### SOURCE DATA
--
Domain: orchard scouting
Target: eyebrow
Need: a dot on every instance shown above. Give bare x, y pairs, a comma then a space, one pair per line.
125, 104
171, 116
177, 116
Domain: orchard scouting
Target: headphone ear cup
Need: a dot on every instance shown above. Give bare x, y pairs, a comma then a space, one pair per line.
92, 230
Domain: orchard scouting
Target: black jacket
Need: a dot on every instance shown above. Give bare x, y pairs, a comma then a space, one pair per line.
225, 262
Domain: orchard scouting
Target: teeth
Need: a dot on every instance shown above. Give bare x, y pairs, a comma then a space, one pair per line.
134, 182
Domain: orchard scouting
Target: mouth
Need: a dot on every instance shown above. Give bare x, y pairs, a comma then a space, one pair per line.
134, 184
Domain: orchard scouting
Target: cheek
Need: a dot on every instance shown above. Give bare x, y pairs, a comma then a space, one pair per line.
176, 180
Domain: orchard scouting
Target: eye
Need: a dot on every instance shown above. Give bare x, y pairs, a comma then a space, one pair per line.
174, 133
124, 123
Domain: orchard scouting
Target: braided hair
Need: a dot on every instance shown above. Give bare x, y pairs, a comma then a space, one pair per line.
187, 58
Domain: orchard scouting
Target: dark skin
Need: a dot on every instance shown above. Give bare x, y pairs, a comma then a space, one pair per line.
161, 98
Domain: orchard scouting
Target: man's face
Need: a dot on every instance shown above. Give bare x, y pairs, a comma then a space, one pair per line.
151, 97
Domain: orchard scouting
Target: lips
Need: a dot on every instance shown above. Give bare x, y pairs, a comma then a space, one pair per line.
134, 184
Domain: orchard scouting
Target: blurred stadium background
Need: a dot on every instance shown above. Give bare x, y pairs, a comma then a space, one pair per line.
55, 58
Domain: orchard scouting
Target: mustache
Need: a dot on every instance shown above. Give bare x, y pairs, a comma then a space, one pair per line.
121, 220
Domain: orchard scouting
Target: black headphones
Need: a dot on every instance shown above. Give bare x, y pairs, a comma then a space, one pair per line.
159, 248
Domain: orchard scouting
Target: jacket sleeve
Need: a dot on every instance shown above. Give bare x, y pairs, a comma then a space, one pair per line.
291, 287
--
### PROBLEM REQUIREMENTS
Output all of the data above without any alteration.

### FINISHED TASK
Domain: orchard scouting
Target: eyebrow
Need: a dot on every instance shown above. Give bare x, y pairs, a comma then a space, one pair per line.
125, 104
171, 116
177, 116
Domain: orchard scouting
Target: headphone ear cup
Need: a dot on every instance shown above. Give bare x, y pairs, a comma then a space, one pair per line.
92, 230
Domain: orchard scouting
Target: black jacket
Need: a dot on every instance shown above. Give bare x, y pairs, a comma then a space, one pair per line.
225, 262
Domain: orchard scouting
Target: teeth
Need: a dot on every instance shown above. Give bare x, y pairs, a comma then a space, one pair per line.
134, 182
Domain: orchard scouting
Target: mouth
Need: a dot on every instance shown above. Give bare x, y pairs, a comma then a space, one pair per line.
134, 184
Domain: orchard scouting
Target: cheek
Need: a dot on every instance shown above. Give bare x, y pairs, a comma then a space, one pair per line.
176, 180
Domain: orchard scouting
Target: eye
Need: a dot on every instance shown above. Give bare x, y pairs, a comma then a space, one pair per line.
174, 133
124, 123
Domain: orchard scouting
Target: braided hair
Need: a dot on every instance shown above. Give bare x, y pairs, a comma then a space, one pair per line.
187, 58
Domain: orchard scouting
Target: dark skin
Need: a dot on every instance shown above. Give bare x, y pairs, a comma then a space, one pair per line.
161, 98
Domain: orchard scouting
Target: man's face
Need: a dot on every instance shown above. Give bare x, y pairs, a comma then a space, one pair per line.
151, 97
Domain: orchard scouting
Target: lips
Need: a dot on every instance shown above. Give bare x, y pairs, a comma then a space, one pair per line.
134, 184
Domain: orchard scouting
Target: blurred stadium background
Need: a dot on every instance shown above. Give bare x, y pairs, a comma then a space, one pair per line.
55, 58
Domain: orchard scouting
Target: mustache
Need: a dot on every instance shown above. Give bare x, y pairs, a comma then a space, one pair per line.
121, 220
Domain: orchard scouting
Target: black headphones
Need: a dot on every instance shown above. Give bare x, y pairs, a comma then a space, one pair per line.
159, 248
Domain: orchard scouting
Target: jacket sleeve
Need: a dot on every instance shown above. Give bare x, y pairs, a comma then a space, one pair per line.
291, 287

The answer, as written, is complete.